----- FRAGMENTO SELECCIONADO
Se llamaba Carlos Fuentes, un mexicano de “otra forma” pues había nacido
en Panamá y vivido su infancia entre Buenos Aires, Río de Janeiro, Santiago de
Chile, Montevideo y Washington: era hijo de un diplomático y hasta los dieciséis
años sólo había pisado el solar patrio durante las vacaciones estivales. Un chico
agringado en un país donde el nacionalismo y el populismo constituían, por así
decirlo, la religión de un Estado regido por un partido único –aunque tuviera algunos comparsas– y que había logrado la cuadratura del círculo: serlo de la
Revolución Institucionalizada.
----------
> ENUNCIADO ESCRITO 1
Según el fragmento seleccionado, ¿entre qué ciudades pasó Carlos Fuentes su infancia? Nómbralas todas.
----- FILAS MOSTRADAS
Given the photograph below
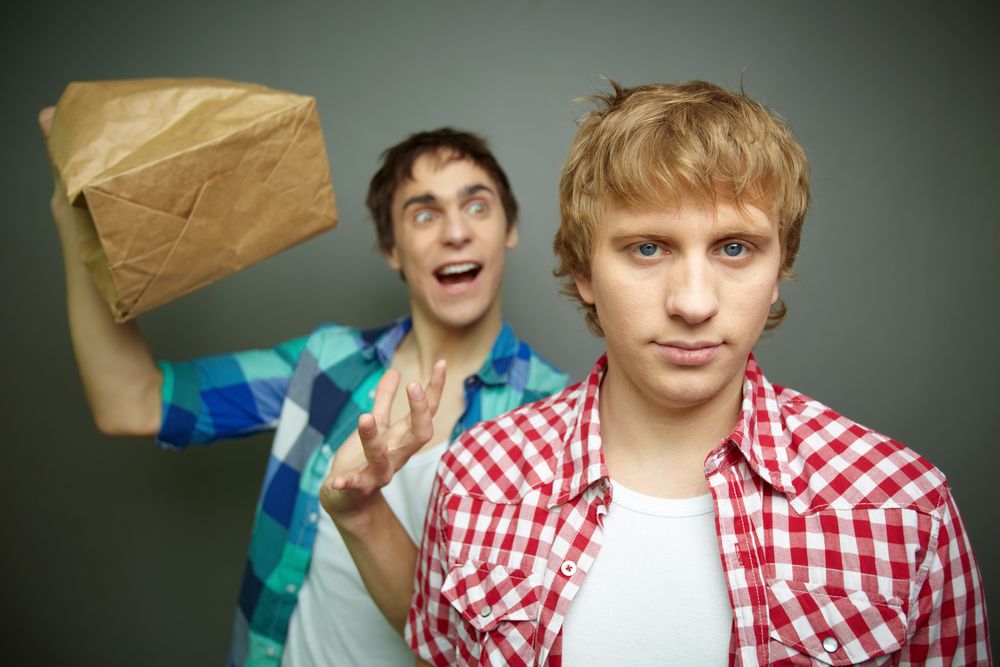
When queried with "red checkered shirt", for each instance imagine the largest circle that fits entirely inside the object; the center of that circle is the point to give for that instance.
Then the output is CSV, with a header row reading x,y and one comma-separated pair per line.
x,y
839,545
----------
> ENUNCIADO ESCRITO 2
Transcribe tal cual todas las filas de arriba, sin incluir la imagen.

> RESPUESTA FINAL 1
Buenos Aires, Río de Janeiro, Santiago de Chile, Montevideo y Washington.

> RESPUESTA FINAL 2
Given the photograph below
When queried with "red checkered shirt", for each instance imagine the largest circle that fits entirely inside the object; the center of that circle is the point to give for that instance.
Then the output is CSV, with a header row reading x,y and one comma-separated pair per line.
x,y
839,545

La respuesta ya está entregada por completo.